The request |
Transcribe all the records exactly and omit any images they hold.

Dataset entries |

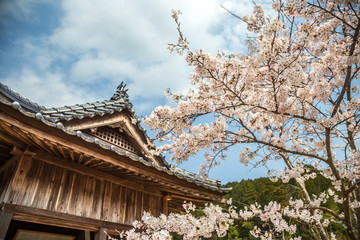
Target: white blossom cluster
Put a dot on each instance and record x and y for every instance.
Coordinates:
(293, 97)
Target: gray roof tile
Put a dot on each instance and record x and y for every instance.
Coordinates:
(118, 102)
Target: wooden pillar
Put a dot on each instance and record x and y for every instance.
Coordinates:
(166, 200)
(5, 219)
(101, 235)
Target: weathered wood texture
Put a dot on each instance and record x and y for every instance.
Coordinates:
(5, 178)
(5, 219)
(45, 186)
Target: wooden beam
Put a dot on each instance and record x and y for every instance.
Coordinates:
(42, 156)
(5, 219)
(108, 157)
(41, 216)
(9, 163)
(101, 234)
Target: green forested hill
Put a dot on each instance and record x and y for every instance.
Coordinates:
(262, 191)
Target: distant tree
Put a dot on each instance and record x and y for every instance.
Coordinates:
(293, 97)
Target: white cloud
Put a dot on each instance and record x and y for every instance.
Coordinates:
(49, 88)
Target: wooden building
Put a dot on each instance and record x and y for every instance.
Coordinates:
(72, 172)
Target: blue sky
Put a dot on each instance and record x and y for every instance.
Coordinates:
(60, 53)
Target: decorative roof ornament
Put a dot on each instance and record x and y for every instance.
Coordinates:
(121, 92)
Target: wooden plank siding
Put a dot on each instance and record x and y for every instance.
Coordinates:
(5, 178)
(39, 184)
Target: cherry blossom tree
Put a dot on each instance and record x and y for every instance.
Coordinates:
(292, 97)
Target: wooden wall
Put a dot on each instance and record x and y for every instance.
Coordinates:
(42, 185)
(5, 178)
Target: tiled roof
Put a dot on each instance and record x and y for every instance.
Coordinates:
(80, 111)
(53, 117)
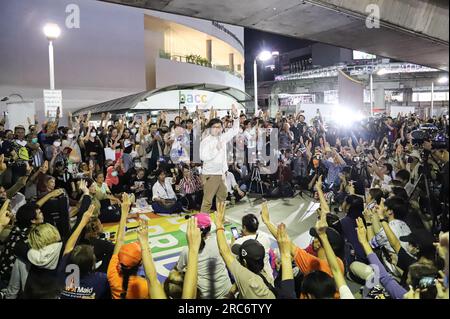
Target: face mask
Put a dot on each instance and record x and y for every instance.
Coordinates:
(22, 143)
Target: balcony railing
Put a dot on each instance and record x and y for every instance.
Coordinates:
(198, 60)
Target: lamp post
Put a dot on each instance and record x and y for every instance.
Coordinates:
(262, 56)
(52, 32)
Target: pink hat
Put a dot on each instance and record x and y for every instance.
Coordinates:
(203, 220)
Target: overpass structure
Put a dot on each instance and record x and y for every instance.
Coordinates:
(413, 31)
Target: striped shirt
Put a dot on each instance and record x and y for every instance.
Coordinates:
(190, 185)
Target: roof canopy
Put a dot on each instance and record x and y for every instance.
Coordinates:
(144, 100)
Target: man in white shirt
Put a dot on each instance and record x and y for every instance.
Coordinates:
(164, 198)
(233, 188)
(250, 226)
(213, 153)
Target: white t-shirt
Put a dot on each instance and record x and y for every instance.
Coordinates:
(263, 240)
(163, 191)
(213, 281)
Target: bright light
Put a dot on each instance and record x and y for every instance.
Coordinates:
(381, 71)
(52, 31)
(264, 56)
(345, 117)
(443, 80)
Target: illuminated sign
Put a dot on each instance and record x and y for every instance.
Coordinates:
(191, 98)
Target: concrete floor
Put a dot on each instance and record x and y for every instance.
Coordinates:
(297, 213)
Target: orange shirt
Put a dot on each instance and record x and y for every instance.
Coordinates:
(137, 286)
(308, 263)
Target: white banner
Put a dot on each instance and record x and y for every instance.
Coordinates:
(52, 100)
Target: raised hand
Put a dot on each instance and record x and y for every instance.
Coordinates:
(83, 187)
(220, 214)
(361, 230)
(193, 234)
(319, 184)
(4, 214)
(284, 243)
(57, 192)
(88, 214)
(2, 164)
(321, 224)
(265, 212)
(126, 201)
(143, 232)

The result |
Target: white blossom cluster
Put a dot on each instance and record x and y for every instance.
Coordinates:
(293, 97)
Target: gray roof tile
Put a dot on each instance and record x and y for every instance.
Coordinates:
(118, 102)
Target: wooden pillar
Put a dot on each instance and record x and y for every instance.
Coordinates:
(166, 200)
(5, 219)
(101, 235)
Target: weathered wood texture
Put a dot on each instance and record x and y for every instance.
Coordinates:
(5, 178)
(5, 219)
(45, 186)
Target: wooden beam
Put a dot on each instance and record x and y for every instance.
Coordinates:
(42, 156)
(5, 219)
(108, 157)
(41, 216)
(9, 163)
(101, 234)
Target: green forested hill
Put a dot on each instance and record x and y for every instance.
Coordinates:
(262, 191)
Target: distant tree
Put a dot on each instance and record x and y for every instance.
Coordinates:
(293, 97)
Target: white cloud
Put a dot on each instance and record x and y for every instance.
Coordinates:
(49, 88)
Target: wooden building
Put a dot on each instance and record x and y for every instance.
Coordinates:
(72, 172)
Target: blue sky
Put a dot on each instance and record x and y for every instance.
Coordinates:
(60, 53)
Target: decorative roof ornament
Put a dot on each instance and record x and y for every instance.
Coordinates:
(121, 92)
Target: wooden plank siding
Put a dot on each instance and record x and y for every instance.
Coordinates:
(5, 178)
(39, 184)
Target: cherry blossom tree
Put a dot on each instance and record x and y for every instance.
Coordinates:
(292, 97)
Target: wooden wall
Put a dot on each instance and record x and y for every instance.
Coordinates:
(42, 185)
(5, 178)
Target: tiled roof
Put a dot on each instance and record x and y for every instance.
Coordinates:
(80, 111)
(53, 117)
Target: face mask
Put a dot on each instance and record x and y for every instance.
Coordinates:
(22, 143)
Target: balcony railing
Put a dot on each instance and record x and y for every instance.
Coordinates:
(198, 60)
Target: lamp post
Put a dot on each instance and record x and y for every instance.
Coordinates:
(262, 56)
(52, 32)
Target: pink hat
Put a dot on each instance and record x and y for every instance.
Coordinates:
(203, 220)
Target: overpass structure
Put a dot on each instance and record x and y for every instance.
Coordinates:
(413, 31)
Target: striped shirt
Put a dot on each instance and record x and y for every instance.
Coordinates:
(190, 185)
Target: roof canopy
Put a dot on each instance and record x and y for every instance.
Coordinates:
(144, 100)
Target: man in white shirt
Put a dot on each instance and record x and y for every instance.
Coordinates:
(164, 198)
(233, 188)
(250, 226)
(213, 153)
Target: white t-shirt
Put a dot on each instance and record x and y for every instance.
Coordinates:
(263, 240)
(163, 191)
(213, 281)
Target: bright light
Put a dot on each instance and record x and y for every instance.
Coordinates:
(381, 71)
(52, 31)
(264, 56)
(345, 117)
(443, 80)
Target: illuminated sign
Put a dot on each instance and record x and y for every instance.
Coordinates:
(191, 98)
Target: concrete floor
Put a dot on each instance and record x and y for every instance.
Coordinates:
(297, 213)
Target: orange shirt
Put a dot on each instance and record x and y for every instance.
Coordinates:
(137, 286)
(308, 263)
Target: white banner
Put a dot on each instance and record x and y for every instance.
Coordinates:
(52, 100)
Target: raised hand
Put a dot on each instance and record x and y for every instance.
Coordinates:
(83, 187)
(220, 214)
(361, 230)
(193, 234)
(319, 184)
(4, 214)
(284, 243)
(57, 192)
(88, 214)
(2, 164)
(321, 224)
(265, 212)
(126, 201)
(143, 232)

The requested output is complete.